### Request
Lay out everything from the start of the listing down through the line containing "[0, 59, 1236, 618]" as a Markdown table with the columns Row and Line, numbering each line and leaving out blank lines.

Collected data entries:
[BEGIN]

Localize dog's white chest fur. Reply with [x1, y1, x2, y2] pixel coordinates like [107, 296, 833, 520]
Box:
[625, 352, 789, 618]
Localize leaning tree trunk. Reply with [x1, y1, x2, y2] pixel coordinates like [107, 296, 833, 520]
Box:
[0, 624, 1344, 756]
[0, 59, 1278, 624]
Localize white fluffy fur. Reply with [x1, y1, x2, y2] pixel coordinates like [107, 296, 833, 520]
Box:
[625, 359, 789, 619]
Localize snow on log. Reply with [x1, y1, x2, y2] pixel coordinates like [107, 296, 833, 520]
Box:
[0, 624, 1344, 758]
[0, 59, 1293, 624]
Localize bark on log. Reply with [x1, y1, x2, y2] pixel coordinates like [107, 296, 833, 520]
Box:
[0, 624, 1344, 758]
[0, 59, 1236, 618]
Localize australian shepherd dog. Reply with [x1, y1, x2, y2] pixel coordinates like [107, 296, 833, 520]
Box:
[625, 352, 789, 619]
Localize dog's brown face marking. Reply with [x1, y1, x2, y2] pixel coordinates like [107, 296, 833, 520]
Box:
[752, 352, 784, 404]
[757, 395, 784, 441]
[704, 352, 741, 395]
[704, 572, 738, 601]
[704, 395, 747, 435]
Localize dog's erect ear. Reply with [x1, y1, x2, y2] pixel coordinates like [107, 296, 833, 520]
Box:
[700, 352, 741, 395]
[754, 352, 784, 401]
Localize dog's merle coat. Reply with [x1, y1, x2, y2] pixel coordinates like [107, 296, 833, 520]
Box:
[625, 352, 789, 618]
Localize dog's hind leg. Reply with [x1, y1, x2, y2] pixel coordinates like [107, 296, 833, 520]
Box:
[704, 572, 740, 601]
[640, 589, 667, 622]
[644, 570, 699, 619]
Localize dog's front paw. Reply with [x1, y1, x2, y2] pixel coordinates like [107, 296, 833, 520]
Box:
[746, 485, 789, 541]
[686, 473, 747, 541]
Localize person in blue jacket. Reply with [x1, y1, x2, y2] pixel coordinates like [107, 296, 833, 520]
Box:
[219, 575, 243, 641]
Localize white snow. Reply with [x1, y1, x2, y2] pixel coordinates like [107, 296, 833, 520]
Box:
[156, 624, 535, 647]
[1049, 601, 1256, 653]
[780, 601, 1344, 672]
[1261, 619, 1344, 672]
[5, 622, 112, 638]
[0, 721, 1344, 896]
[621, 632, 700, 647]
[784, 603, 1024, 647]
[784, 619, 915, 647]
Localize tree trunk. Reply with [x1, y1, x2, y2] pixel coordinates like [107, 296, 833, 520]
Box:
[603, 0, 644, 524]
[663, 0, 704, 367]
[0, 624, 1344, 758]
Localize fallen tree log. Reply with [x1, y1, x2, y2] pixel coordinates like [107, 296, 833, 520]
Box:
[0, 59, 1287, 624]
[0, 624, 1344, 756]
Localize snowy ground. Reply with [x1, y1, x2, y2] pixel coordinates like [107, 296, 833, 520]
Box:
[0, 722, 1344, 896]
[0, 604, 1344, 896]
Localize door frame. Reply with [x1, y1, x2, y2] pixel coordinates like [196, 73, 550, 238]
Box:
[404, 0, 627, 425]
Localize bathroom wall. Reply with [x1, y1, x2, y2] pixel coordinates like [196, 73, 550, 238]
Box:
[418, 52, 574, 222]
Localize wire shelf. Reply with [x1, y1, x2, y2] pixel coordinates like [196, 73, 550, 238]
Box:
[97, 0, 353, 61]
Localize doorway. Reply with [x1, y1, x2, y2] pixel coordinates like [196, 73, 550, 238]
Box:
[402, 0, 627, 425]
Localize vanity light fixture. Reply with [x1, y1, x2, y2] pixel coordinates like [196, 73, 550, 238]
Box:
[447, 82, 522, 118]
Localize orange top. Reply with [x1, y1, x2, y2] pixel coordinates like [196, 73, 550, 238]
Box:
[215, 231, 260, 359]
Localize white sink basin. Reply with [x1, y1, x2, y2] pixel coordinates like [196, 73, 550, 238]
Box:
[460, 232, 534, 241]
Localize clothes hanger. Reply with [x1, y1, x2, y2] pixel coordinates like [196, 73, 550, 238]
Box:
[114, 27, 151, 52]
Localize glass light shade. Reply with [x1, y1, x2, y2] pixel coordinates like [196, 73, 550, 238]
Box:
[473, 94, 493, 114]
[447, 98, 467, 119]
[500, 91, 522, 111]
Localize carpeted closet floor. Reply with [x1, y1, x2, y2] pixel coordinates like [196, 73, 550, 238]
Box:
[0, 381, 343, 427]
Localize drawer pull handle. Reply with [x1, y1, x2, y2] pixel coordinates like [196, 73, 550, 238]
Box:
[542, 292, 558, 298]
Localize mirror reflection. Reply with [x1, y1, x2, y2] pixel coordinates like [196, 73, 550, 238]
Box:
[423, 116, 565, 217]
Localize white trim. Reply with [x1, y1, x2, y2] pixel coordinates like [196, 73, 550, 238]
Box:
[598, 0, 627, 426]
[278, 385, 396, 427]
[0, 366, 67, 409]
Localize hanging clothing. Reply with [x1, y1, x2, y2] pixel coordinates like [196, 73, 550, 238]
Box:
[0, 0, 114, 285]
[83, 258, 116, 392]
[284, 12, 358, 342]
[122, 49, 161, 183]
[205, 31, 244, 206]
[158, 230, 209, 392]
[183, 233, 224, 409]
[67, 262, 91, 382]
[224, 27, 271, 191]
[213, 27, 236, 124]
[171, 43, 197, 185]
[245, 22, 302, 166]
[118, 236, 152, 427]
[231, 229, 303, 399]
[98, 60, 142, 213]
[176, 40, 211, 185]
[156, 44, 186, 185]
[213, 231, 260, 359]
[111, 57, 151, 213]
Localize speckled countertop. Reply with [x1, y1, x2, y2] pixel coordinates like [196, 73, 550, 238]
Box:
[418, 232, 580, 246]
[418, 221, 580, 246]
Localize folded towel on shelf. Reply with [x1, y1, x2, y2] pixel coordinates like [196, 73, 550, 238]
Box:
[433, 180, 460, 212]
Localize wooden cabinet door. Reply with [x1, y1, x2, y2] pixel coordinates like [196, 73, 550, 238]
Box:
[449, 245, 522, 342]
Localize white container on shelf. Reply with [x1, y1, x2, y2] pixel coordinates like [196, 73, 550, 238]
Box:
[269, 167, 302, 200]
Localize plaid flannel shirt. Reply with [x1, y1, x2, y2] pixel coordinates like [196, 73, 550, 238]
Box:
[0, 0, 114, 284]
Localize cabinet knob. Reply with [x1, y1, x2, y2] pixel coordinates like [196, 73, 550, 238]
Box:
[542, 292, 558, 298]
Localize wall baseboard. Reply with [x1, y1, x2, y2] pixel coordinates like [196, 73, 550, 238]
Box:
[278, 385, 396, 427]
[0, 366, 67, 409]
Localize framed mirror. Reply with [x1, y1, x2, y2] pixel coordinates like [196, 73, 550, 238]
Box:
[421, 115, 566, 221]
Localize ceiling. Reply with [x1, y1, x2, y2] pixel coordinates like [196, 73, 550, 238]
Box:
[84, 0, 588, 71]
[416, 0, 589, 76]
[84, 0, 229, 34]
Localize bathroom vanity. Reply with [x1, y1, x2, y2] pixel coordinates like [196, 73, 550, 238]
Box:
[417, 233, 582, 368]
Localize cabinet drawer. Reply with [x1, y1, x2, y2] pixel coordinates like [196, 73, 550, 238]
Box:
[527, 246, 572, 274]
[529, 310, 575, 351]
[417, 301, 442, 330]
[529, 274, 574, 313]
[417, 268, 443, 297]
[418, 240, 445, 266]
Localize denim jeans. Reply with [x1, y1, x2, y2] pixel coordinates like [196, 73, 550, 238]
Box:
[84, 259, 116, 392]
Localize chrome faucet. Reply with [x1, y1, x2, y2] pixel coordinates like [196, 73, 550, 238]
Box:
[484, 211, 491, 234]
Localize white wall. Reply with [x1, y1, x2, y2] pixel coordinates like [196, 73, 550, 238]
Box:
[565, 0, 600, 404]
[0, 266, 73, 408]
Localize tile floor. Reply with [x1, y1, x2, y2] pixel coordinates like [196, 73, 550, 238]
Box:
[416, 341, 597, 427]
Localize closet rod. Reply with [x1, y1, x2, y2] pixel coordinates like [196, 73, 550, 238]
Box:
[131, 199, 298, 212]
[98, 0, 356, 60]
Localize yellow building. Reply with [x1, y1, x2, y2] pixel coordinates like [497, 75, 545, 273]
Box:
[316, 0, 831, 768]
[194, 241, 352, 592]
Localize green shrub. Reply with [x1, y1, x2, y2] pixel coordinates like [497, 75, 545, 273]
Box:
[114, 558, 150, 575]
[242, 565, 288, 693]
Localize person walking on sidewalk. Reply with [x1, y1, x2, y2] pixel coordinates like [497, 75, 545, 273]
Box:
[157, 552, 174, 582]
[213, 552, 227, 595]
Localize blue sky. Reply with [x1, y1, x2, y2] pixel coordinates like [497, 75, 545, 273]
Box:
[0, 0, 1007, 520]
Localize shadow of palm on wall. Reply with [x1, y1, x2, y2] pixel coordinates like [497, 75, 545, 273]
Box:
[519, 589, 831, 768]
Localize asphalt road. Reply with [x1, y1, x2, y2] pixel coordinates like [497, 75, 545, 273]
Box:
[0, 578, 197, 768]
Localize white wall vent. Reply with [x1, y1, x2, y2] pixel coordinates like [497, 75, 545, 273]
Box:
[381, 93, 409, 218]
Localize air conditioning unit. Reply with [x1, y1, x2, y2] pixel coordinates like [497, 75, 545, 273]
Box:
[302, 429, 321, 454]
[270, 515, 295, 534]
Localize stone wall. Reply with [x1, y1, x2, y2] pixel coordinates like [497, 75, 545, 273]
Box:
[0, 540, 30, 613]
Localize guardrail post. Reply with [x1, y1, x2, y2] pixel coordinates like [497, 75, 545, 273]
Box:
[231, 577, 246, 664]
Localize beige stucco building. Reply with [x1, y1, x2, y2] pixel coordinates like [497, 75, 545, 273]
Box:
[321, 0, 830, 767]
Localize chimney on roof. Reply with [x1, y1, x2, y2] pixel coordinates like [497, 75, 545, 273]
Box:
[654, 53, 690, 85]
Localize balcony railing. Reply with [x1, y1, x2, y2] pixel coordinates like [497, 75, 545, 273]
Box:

[END]

### Response to the exercise
| Row | Line |
|---|---|
| 1 | Localize dog's white chest fur. Reply with [x1, y1, x2, y2] pixel coordinates like [107, 296, 833, 520] |
| 2 | Box: |
| 3 | [625, 352, 789, 618] |
| 4 | Localize leaning tree trunk. Reply with [x1, y1, x2, y2] pixel coordinates like [107, 296, 833, 520] |
| 5 | Box: |
| 6 | [0, 624, 1344, 756] |
| 7 | [0, 59, 1278, 624] |
| 8 | Localize white fluffy fur. Reply with [x1, y1, x2, y2] pixel coordinates like [107, 296, 833, 520] |
| 9 | Box: |
| 10 | [625, 359, 789, 619] |
| 11 | Localize snow on log. Reply with [x1, y1, x2, y2] pixel coordinates like [107, 296, 833, 520] |
| 12 | Box: |
| 13 | [0, 624, 1344, 758] |
| 14 | [0, 59, 1293, 624] |
| 15 | Localize bark on log. Reply with [x1, y1, x2, y2] pixel coordinates like [107, 296, 833, 520] |
| 16 | Box: |
| 17 | [0, 624, 1344, 758] |
| 18 | [0, 59, 1236, 618] |